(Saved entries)
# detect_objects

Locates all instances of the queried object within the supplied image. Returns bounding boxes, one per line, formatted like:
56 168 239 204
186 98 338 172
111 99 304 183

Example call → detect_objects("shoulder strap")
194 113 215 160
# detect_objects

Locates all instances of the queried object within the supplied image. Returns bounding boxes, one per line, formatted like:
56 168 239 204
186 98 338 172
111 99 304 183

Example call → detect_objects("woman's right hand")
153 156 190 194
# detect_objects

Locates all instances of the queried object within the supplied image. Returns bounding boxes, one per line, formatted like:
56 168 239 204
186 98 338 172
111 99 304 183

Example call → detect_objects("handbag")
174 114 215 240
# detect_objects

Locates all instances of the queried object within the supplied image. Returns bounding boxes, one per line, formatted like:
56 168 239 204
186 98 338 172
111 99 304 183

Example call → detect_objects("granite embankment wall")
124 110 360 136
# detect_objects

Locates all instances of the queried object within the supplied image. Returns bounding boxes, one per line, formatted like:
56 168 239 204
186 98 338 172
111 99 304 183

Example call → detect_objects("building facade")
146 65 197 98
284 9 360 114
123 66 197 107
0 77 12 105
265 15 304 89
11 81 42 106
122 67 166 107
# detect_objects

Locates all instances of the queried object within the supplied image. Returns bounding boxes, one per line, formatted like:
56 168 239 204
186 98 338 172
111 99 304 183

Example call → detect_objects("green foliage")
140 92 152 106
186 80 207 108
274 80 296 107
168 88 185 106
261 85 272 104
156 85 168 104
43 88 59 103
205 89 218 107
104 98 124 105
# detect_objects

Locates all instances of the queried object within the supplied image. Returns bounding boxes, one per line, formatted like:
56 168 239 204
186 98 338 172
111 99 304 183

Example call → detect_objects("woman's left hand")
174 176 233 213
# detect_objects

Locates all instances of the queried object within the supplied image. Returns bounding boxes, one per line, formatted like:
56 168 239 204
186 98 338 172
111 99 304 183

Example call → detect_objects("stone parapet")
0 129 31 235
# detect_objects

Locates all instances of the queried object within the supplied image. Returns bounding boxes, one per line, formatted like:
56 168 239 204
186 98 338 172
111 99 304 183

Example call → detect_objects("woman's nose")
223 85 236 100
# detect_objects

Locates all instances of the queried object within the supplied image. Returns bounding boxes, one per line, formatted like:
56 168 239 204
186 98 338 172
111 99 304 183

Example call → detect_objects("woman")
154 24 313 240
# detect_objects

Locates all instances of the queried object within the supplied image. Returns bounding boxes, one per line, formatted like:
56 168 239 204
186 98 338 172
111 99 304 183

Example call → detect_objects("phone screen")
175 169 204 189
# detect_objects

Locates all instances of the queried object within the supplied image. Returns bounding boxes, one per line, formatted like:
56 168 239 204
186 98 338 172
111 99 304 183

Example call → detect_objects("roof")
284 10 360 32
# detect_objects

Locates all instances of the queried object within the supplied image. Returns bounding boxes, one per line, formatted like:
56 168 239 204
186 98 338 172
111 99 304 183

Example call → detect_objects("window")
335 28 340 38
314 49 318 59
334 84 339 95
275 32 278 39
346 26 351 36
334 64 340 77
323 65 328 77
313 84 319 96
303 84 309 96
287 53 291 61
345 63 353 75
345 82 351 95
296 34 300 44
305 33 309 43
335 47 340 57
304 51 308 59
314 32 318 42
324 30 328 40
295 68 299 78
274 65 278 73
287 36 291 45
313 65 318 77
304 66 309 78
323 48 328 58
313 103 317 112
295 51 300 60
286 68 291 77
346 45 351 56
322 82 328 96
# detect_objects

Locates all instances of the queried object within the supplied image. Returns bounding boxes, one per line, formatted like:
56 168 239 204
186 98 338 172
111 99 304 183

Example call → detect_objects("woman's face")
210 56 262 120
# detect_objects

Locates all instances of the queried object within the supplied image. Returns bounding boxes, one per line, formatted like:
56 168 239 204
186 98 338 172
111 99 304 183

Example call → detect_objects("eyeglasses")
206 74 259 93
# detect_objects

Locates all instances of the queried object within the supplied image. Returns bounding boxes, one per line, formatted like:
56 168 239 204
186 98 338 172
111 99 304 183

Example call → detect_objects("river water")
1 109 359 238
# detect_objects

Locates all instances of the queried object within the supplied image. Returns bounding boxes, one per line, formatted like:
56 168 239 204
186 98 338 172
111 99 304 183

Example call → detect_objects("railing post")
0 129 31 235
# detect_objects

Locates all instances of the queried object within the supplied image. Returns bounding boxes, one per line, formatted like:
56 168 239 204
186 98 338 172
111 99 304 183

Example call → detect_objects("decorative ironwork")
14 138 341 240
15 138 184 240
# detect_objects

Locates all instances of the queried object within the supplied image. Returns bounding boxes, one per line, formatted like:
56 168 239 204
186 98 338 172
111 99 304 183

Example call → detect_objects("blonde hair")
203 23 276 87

**Task details**.
Reproduce the records above with every character intact.

**Reply**.
# detect_objects

Locates all instances of the queried object within the supplied image. Returns bounding boxes, one per line, formatted like:
56 168 239 204
186 98 338 172
111 99 304 183

Example call → detect_objects("shoulder strap")
194 113 215 160
# detect_objects

Locates all instances of the queried object within the supplied image. Returns bounding boxes, one per line, formatted like:
56 168 239 204
186 98 338 172
111 99 304 183

Example call → detect_objects("woman's right hand")
153 156 190 194
# detect_objects

Locates all instances of the queried object within the supplied image. Returns bounding boxes, one per line, formatted like:
56 168 239 204
186 98 338 172
111 99 304 183

Example call → detect_objects("handbag")
174 114 215 240
# detect_objects

Locates all instances of the queried object within the supplied image. Returns bounding boxes, one per line, formatted like:
56 168 239 204
186 98 338 172
111 99 304 183

Example call → detect_objects("granite embankment wall")
124 110 360 136
# detect_objects

Locates all instances of the queried object within the supplied image. Returns bounding boxes, one per line, formatted like:
56 168 239 204
186 98 338 172
111 99 304 183

Example call → detect_objects("building facade")
146 65 197 98
284 9 360 114
123 66 197 107
0 77 12 105
265 15 304 89
11 81 42 106
122 67 166 107
# detect_objects

Locates all instances of the queried object within the supplied image. Returns bounding boxes, one per line, formatted like:
56 168 239 204
186 98 338 172
111 99 304 183

Example call → detect_objects("green foliage")
140 92 152 106
186 80 207 108
274 80 296 107
168 88 185 106
261 85 272 104
156 85 168 104
43 88 59 103
205 89 218 107
104 98 124 105
# detect_objects

Locates all instances of the queried object within the supplied image. Returns bounding boxes, one per line, formatted like:
56 168 239 204
186 98 338 172
111 99 304 183

Example call → detect_objects("woman's left hand")
174 176 233 213
# detect_objects

Locates all instances of the queried object within the supplied image. Returns bounding boxes, one per line, formatted like:
56 168 239 204
186 98 338 172
111 99 304 183

Example call → detect_objects("stone parapet")
0 129 31 235
# detect_objects

Locates all instances of the queried object within the supplied image. Returns bounding boxes, one per line, formatted like:
56 168 239 204
186 98 338 172
111 99 304 183

Example call → detect_objects("woman's nose")
223 85 236 100
# detect_objects

Locates all instances of the queried object within the supplied image. Returns bounding boxes, one per line, formatted like:
56 168 239 204
186 98 338 172
111 99 304 183

Example call → detect_objects("woman")
154 24 313 240
# detect_objects

Locates all instances of the queried object within the supplied image. Returns bounding boxes, one per line, formatted like:
56 168 239 204
186 98 338 172
111 99 304 183

Example call → detect_objects("phone screen")
175 169 204 189
# detect_objects

Locates all instances of the queried object within the supplied image. Returns bounding boxes, one per line, formatted like:
56 168 239 204
186 98 338 172
111 99 304 183

Example call → detect_objects("roof")
284 10 360 32
# detect_objects

Locates all instances of the queried object within the supplied image. Returns bounding boxes, one per line, formatted like:
56 168 239 204
186 98 338 172
111 99 304 183

Example call → detect_objects("window")
335 28 340 38
314 49 318 59
334 84 339 95
275 32 278 39
346 26 351 36
334 64 340 77
323 65 328 77
313 84 319 96
303 84 309 96
287 53 291 61
345 63 353 75
345 82 351 95
296 34 300 44
305 33 309 43
335 47 340 57
304 51 308 59
314 32 318 42
324 30 328 40
295 68 299 78
274 65 278 73
287 36 291 45
313 65 318 77
304 66 309 78
323 48 328 58
313 103 317 112
295 51 300 60
286 68 291 77
346 45 351 56
322 82 328 96
# detect_objects

Locates all instances of the queried object within the supplied image. Returns bounding boxes, one per line, formatted like:
56 168 239 204
186 98 338 172
111 99 304 183

Example call → detect_objects("woman's face")
210 56 262 120
# detect_objects

Locates all instances of the queried object within the supplied image. Returns bounding boxes, one per line, formatted like:
56 168 239 204
186 98 338 172
111 99 304 183

Example call → detect_objects("eyeglasses")
206 74 259 93
# detect_objects

Locates all instances of the queried object within the supplied image. Returns bounding boxes, one per line, formatted like:
56 168 239 204
186 98 338 172
111 99 304 183

Example call → detect_objects("river water")
1 109 359 238
# detect_objects

Locates all instances of the queried object within the supplied image. Returns bounding boxes, one per line, formatted like:
56 168 239 204
186 98 338 172
111 99 304 183

Example call → detect_objects("railing post")
0 129 31 235
# detect_objects

Locates all instances of the queried object within the supplied image. Returns bounding boxes, one per line, formatted like:
56 168 239 204
186 98 338 172
111 99 304 183

Example call → detect_objects("decorative ironwork")
14 138 341 240
15 138 184 240
# detect_objects

Locates all instances of the queried object within the supplied image. Returns bounding boxes, one per line, formatted like:
56 168 239 204
186 98 338 172
111 99 304 183

Example call → detect_objects("blonde hair")
203 23 276 87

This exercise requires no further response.